> **What you have to do**
Copy the records below word for word, starting at the line that contains "[point] every instance of the young" and continuing through the final line of the records.

** Start **

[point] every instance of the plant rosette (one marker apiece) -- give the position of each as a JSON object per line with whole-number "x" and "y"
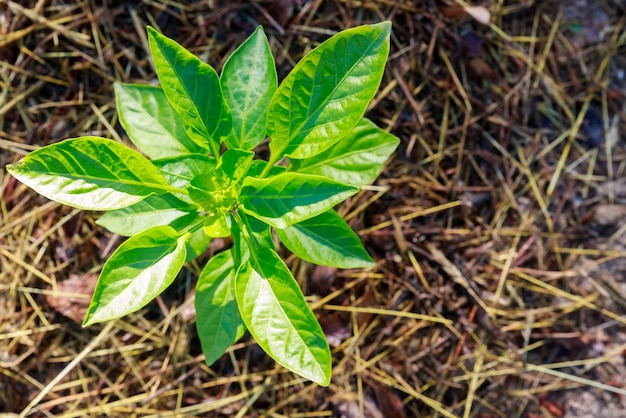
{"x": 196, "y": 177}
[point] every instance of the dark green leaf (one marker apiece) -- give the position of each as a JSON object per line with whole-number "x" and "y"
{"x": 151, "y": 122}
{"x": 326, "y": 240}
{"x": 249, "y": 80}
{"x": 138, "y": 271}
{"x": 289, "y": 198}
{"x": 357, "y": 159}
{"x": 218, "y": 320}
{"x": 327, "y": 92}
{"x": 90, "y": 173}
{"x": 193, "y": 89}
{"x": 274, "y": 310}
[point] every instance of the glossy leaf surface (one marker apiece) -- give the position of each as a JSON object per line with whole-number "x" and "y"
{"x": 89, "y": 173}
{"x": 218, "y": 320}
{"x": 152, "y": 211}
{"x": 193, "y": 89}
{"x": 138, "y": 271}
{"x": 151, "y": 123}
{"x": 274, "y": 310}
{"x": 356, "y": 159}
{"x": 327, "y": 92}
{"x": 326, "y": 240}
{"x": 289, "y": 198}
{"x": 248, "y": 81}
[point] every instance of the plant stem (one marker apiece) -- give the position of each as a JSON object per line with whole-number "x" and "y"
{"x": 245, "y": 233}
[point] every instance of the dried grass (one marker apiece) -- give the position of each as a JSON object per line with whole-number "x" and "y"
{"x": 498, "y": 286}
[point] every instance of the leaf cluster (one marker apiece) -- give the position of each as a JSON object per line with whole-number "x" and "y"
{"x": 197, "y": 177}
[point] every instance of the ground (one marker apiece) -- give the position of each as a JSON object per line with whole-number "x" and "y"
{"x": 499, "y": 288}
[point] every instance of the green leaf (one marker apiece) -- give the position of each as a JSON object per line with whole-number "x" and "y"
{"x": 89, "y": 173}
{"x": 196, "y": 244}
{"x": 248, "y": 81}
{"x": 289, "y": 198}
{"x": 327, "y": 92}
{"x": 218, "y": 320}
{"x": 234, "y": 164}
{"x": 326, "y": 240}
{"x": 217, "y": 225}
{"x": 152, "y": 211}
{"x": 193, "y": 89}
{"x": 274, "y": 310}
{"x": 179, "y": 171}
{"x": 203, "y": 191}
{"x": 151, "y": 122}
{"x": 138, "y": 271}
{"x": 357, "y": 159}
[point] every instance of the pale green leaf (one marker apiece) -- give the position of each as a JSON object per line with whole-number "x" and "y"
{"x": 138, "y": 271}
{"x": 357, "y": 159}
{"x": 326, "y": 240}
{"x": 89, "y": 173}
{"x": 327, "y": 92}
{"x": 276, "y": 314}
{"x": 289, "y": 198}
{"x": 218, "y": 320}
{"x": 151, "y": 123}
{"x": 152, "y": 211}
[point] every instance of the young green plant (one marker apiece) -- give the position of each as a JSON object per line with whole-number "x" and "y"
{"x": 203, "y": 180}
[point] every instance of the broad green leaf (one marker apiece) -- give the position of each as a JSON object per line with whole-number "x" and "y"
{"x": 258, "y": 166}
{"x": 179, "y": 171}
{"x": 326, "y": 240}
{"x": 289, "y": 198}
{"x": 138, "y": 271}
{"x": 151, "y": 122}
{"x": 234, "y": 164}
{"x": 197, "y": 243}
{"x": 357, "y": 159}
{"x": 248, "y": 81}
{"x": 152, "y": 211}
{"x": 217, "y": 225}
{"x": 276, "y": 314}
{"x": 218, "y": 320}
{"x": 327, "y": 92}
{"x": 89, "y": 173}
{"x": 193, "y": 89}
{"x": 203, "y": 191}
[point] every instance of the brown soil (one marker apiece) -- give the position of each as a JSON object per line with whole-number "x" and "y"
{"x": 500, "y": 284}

** End **

> **Result of the task**
[point] every instance of the young green plant (one marker apiece) -- give the position of each as a JSON object per line with whole-number "x" and "y"
{"x": 203, "y": 180}
[point] every instance of the broad green leaf (one marker apiece) -- give the position of each as a JSON object per line with whole-number "x" and "y"
{"x": 258, "y": 166}
{"x": 179, "y": 171}
{"x": 326, "y": 240}
{"x": 289, "y": 198}
{"x": 138, "y": 271}
{"x": 151, "y": 122}
{"x": 234, "y": 164}
{"x": 197, "y": 243}
{"x": 357, "y": 159}
{"x": 248, "y": 81}
{"x": 152, "y": 211}
{"x": 217, "y": 225}
{"x": 276, "y": 314}
{"x": 218, "y": 320}
{"x": 327, "y": 92}
{"x": 89, "y": 173}
{"x": 193, "y": 89}
{"x": 203, "y": 191}
[point] every instance of the brown soil (one marker apiece) -- give the position of each as a JSON object per line with whole-number "x" and "y"
{"x": 500, "y": 284}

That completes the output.